_THE PROBLEM_: Which lines of the records contain the word "black"? Show each of them.

_AVAILABLE DATA_:
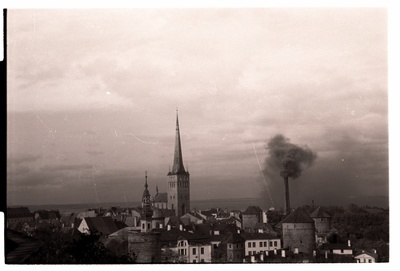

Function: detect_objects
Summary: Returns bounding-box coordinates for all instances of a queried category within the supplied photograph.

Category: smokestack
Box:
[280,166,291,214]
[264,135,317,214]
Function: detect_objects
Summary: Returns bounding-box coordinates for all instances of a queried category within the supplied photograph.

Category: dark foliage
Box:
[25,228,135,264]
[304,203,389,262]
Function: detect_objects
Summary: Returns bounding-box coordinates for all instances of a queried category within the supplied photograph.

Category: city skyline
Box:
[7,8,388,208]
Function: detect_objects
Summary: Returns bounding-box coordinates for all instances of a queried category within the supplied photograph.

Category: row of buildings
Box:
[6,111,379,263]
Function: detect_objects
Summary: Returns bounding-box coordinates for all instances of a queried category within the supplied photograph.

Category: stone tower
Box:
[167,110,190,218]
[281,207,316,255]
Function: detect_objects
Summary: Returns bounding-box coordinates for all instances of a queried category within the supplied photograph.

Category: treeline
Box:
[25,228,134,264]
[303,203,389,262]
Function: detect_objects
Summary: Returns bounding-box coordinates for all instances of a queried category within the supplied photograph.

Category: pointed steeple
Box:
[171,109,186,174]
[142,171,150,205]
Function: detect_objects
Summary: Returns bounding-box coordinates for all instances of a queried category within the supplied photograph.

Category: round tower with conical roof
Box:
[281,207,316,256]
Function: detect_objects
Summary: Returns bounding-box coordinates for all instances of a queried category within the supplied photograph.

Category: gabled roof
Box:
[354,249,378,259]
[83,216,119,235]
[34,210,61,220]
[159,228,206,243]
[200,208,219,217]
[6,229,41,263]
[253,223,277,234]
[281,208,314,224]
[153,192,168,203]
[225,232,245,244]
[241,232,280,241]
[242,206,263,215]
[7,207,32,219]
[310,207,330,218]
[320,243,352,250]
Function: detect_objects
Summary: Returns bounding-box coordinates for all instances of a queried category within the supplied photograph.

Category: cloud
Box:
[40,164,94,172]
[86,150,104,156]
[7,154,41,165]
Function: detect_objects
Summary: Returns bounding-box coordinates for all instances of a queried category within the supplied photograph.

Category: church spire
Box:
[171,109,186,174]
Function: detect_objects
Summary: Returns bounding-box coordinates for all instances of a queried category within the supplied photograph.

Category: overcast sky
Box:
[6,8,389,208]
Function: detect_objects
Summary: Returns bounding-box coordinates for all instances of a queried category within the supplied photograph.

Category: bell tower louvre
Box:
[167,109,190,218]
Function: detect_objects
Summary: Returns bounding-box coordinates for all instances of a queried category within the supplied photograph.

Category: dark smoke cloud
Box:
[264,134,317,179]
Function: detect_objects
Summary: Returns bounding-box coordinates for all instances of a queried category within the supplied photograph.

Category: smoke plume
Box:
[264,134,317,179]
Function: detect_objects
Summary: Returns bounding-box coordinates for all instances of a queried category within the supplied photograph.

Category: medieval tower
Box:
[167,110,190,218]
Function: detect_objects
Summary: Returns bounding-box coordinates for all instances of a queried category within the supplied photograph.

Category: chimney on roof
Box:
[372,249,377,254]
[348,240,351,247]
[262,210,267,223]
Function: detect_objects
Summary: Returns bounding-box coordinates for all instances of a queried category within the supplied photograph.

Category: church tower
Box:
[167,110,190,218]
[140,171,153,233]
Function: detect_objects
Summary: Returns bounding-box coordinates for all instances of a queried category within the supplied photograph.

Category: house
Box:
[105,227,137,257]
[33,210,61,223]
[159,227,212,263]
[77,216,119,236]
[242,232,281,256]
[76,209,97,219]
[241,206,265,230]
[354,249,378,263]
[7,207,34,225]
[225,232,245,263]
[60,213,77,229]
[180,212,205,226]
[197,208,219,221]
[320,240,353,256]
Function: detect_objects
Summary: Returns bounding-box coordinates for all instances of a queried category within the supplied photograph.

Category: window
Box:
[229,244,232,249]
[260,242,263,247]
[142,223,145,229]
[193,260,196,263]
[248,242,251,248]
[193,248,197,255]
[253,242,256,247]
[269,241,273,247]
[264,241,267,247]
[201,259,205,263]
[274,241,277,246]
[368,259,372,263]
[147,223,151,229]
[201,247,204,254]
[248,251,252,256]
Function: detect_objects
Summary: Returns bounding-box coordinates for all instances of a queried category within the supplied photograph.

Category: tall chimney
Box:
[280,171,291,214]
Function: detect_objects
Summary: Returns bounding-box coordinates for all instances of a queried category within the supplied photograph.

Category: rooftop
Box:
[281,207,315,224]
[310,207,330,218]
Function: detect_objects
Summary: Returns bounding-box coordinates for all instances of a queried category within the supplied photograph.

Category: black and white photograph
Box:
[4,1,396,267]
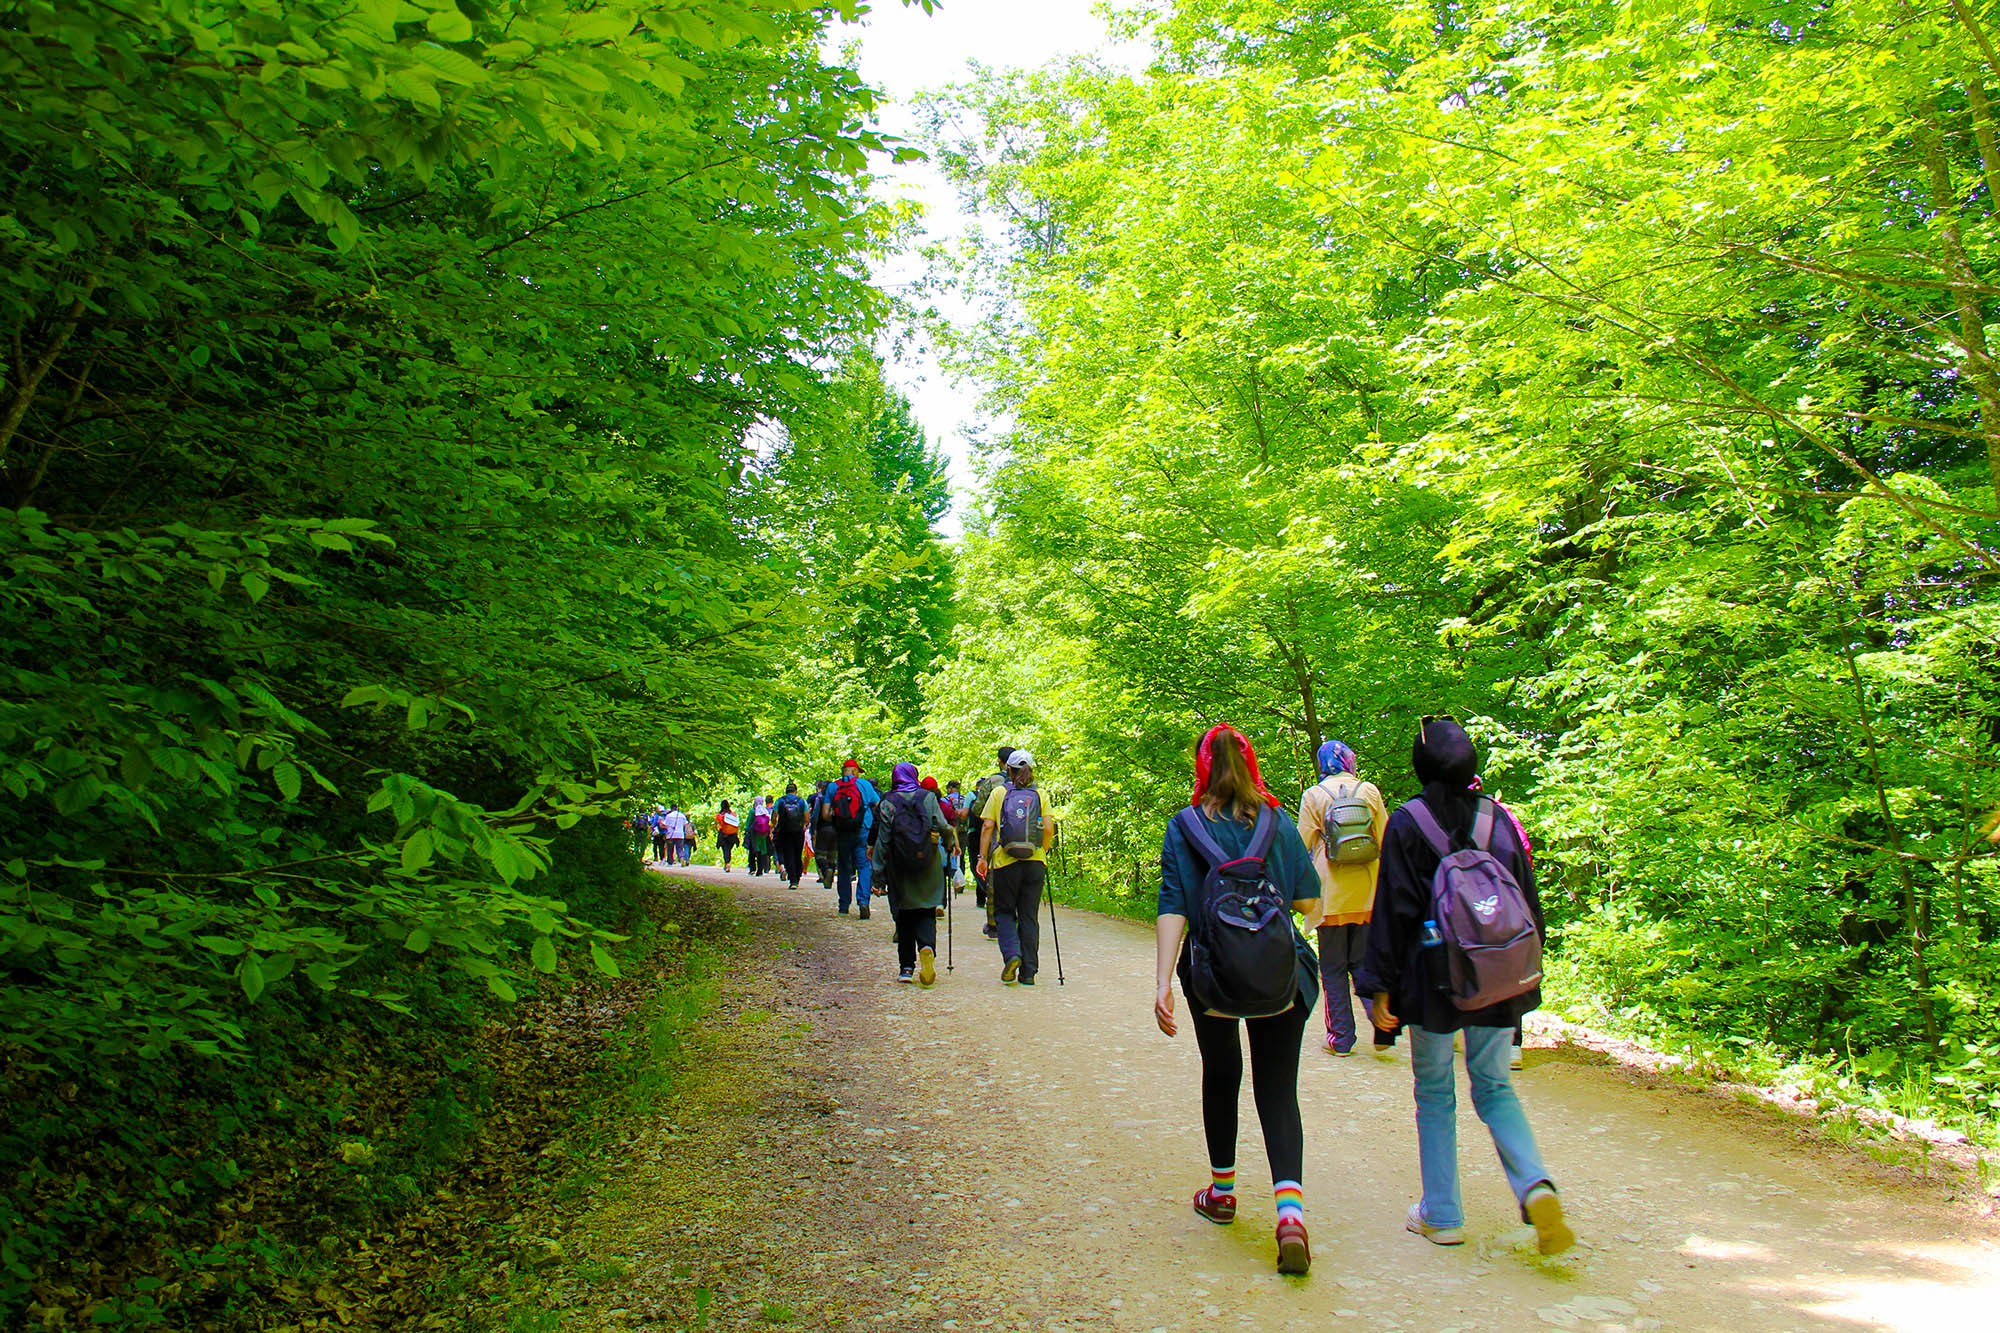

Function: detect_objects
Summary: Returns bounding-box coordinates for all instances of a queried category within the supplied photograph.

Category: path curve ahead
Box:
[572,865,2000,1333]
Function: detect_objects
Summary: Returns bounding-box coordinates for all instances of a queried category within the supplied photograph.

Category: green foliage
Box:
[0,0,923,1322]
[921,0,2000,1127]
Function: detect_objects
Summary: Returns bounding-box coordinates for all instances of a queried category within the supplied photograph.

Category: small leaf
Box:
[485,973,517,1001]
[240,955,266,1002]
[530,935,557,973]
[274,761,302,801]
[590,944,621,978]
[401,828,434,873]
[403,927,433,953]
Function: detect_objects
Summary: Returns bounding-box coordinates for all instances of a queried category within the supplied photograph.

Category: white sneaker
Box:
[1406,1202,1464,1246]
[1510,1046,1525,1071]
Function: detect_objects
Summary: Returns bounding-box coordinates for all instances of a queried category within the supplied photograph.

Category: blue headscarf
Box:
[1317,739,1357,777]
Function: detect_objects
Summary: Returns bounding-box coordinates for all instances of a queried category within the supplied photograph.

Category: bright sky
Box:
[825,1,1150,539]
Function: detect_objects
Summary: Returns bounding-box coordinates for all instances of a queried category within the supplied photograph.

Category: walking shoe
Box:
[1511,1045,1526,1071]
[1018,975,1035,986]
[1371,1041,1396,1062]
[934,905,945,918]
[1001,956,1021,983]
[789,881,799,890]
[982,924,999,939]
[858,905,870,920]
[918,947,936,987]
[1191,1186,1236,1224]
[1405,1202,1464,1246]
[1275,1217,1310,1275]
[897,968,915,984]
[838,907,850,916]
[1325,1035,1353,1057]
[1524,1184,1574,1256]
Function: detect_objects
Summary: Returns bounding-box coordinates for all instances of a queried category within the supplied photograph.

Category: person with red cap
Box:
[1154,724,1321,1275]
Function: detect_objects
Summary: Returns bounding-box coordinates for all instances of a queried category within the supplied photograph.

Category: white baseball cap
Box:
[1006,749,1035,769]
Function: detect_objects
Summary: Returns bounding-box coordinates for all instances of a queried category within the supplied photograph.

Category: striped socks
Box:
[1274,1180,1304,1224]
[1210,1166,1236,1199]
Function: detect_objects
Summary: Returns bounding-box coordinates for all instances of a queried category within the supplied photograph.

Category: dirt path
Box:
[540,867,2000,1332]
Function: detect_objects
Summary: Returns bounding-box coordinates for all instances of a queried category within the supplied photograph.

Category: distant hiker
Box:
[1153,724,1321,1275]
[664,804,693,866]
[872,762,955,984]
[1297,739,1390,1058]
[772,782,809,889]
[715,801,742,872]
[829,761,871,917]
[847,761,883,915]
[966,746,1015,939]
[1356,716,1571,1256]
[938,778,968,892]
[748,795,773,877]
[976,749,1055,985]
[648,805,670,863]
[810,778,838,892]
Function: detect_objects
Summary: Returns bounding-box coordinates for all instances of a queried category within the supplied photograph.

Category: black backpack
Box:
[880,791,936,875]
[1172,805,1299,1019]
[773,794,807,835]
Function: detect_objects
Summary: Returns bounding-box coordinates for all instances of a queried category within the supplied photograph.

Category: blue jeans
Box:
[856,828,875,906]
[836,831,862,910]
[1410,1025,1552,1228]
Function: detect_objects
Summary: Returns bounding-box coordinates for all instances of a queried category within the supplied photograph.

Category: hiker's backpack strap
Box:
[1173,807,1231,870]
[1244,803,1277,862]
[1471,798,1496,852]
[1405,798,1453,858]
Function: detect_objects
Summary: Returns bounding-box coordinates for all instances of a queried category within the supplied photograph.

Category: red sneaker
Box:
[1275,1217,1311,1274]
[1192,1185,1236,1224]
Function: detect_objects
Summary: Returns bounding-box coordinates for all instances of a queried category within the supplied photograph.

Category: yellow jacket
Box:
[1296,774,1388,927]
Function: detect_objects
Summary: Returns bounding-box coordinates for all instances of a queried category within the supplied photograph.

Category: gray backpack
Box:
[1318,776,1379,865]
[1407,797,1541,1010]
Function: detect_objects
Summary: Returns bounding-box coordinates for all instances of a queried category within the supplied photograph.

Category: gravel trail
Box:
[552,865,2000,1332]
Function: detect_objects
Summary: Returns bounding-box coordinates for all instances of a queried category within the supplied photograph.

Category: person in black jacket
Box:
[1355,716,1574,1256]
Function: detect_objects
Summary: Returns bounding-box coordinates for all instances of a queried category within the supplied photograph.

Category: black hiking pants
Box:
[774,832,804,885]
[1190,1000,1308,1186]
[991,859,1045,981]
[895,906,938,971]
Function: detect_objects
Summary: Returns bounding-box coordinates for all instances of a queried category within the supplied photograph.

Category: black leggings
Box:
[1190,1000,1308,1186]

_OUTPUT BELOW_:
Category: black and white photograph
Category: black backpack
Category: person in black jacket
Category: black hiking pants
Category: black leggings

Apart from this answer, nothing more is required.